Work required: Rewrite the data below, substituting "place a pin" for every occurrence of "drop a marker" and leaving everything else unchanged.

Records of labeled points:
-------
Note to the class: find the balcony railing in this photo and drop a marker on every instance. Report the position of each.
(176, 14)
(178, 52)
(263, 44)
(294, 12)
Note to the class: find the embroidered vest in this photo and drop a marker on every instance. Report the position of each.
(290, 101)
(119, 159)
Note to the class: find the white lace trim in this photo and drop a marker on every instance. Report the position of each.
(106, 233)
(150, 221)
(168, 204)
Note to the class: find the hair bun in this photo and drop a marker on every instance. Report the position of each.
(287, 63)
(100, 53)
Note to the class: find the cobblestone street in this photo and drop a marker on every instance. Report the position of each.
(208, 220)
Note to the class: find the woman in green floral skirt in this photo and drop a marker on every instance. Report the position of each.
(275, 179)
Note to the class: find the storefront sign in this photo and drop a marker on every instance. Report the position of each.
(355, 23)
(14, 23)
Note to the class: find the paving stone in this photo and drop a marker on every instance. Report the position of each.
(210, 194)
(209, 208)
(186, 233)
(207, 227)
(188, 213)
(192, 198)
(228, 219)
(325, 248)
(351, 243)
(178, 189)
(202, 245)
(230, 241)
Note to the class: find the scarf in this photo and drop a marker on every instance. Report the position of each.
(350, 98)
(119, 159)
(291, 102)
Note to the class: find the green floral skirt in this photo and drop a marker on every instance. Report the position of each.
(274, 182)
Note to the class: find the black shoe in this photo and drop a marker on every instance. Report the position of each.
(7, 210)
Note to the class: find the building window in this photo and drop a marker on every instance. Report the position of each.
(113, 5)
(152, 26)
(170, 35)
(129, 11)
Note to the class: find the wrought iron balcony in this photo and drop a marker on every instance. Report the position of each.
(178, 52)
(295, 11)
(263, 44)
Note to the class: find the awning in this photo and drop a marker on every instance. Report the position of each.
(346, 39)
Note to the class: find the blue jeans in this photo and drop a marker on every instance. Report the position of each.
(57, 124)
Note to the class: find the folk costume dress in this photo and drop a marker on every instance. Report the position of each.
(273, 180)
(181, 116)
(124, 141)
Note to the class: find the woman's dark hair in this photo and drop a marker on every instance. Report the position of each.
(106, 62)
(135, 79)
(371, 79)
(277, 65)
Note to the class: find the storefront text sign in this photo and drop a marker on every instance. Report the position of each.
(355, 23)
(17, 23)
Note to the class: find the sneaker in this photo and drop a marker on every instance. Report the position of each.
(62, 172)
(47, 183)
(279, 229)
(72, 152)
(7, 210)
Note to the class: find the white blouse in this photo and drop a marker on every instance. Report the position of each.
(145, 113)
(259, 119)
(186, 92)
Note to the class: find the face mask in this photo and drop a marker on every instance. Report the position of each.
-------
Task solution:
Note to the class: find the balcony railing in this photo and place a pin on every instance. Report the position of each.
(176, 14)
(178, 52)
(263, 44)
(294, 12)
Note to the class: find the embroidered vest in this photo and place a pin on every instance. Report the position of each.
(290, 101)
(119, 159)
Note to the class: find the white lace trim in this photo and place a pin on every instance. Report the position of each.
(106, 233)
(150, 221)
(168, 204)
Note to the class: find the hair bun in this photo and place a pin on every instance. Report the position of each.
(287, 63)
(100, 53)
Note to the class: find the cobblestone street in this photo and place a pin on every instance. Report the position of each.
(208, 220)
Note to the class: find the woman in green floral skirt in this photo and place a pin on every instance. Report the position of each.
(275, 179)
Note to the class: find the storefront sign in this photo and place a pin on every instance. Report the position of each.
(355, 23)
(14, 23)
Note to the class: find the paving stone in this photo and place a pin on every instance. Report the position of each.
(210, 194)
(209, 208)
(186, 233)
(207, 227)
(188, 213)
(192, 198)
(228, 219)
(325, 248)
(351, 243)
(178, 189)
(202, 245)
(230, 241)
Note to the class: find the scarf in this photo and place a pin on every instance. Report the position of each.
(350, 98)
(119, 159)
(291, 102)
Note to the class: find the green floral skirt in this photo and place a pin on every instance. Report the position of each.
(274, 182)
Note to the class: find the black shoe in this photo and place a pin on every instance. Report the position of each.
(7, 210)
Note to the class: find the building window in this photo and place a pin on every instance. Report the position of each.
(113, 5)
(152, 26)
(170, 35)
(129, 11)
Note to the class: find the wrought iron balcony in this photo and place a pin on every instance. Report the position of each.
(178, 52)
(295, 11)
(263, 44)
Note to the class: find the awning in this photo and place a pin on every instance. Report the position of each.
(346, 39)
Note to the class: find the blue jeans in this photo and place a pin on every instance. Report the position of each.
(57, 124)
Note to the class: find the folk costume dress in this photo and place a pin on every instance. Report the position of each.
(273, 180)
(181, 116)
(124, 141)
Note to the class: find the woman's dark hair in this photo and place a pin on every instance. Report the position of each.
(106, 62)
(135, 79)
(371, 79)
(277, 65)
Note to the class: find the storefront text sign in this photo and place a pin on every instance. Report the position of each.
(355, 23)
(17, 23)
Note to the class: find the sneaker in this photo and place a pin on every instance. Report the position of each.
(62, 172)
(47, 183)
(279, 229)
(72, 152)
(7, 210)
Note to the class: find the white blouse in this photo and place a pin on every instance. Report the position of each.
(145, 113)
(259, 119)
(186, 92)
Note to the class: find the face mask in this photo and place a pin on every instance. Report the position of each.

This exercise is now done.